- ARTICLE
*-*-*

# how much does it cost to race



## Guest (Jun 1, 2009)

I would like to enter in a yb race I think the menbership is about 50 dollars and 2 dollars per bird to enter per race besides training what do you think the cost will be to get started I would need a clock and what ever else. Could some one give me an idea? Thanks.


----------



## learning (May 19, 2006)

Unregistered said:


> I would like to enter in a yb race I think the menbership is about 50 dollars and 2 dollars per bird to enter per race besides training what do you think the cost will be to get started I would need a clock and what ever else. Could some one give me an idea? Thanks.


Well, it's like anything else. Pigeon racing can be as expensive as you want it to be. Our club has about a $70 membership fee and then it is about $150-$200 to race for the season. That is fairly cheap considering the cost of shipping the birds.

*-*-*

- MATERIAL SHOWN
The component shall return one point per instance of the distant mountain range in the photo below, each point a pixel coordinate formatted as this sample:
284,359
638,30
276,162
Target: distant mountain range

*-*-*

- SET OF TASKS
1. Please list every dollar amount mentioned in the pigeon racing thread above.
2. In the pigeon racing thread, roughly how much does the replier's club charge as a membership fee?
3. Write the next part of the pigeon racing thread, picking up right after its final sentence.

- RESULTS
1.
- 50 dollars (membership)
- 2 dollars per bird per race
- $70 (membership fee)
- $150-$200 (to race for the season)

2. About $70.

3.
As far as clocks go, if you go with a used manual clock, you can get those for about $50, maybe even free if a club member has one lying around. The electronic clocks go for about $1000 or more new but again you could get a used one for around $500 or so. These, by the way, are well worth the money in my opinion.

Throw into the mix your cost for training such as gas and the like. Some guys train every day and go out to the first station (usually 100 miles or so). Some guys only train three or four times per week and only go out 25 miles or so. It just depends on the flyer.

Make your racing fit your budget and lifestyle, not the other way around and you will be much happier. Flyers have been successful with daily training and some don't train at all. You have to find what works for you.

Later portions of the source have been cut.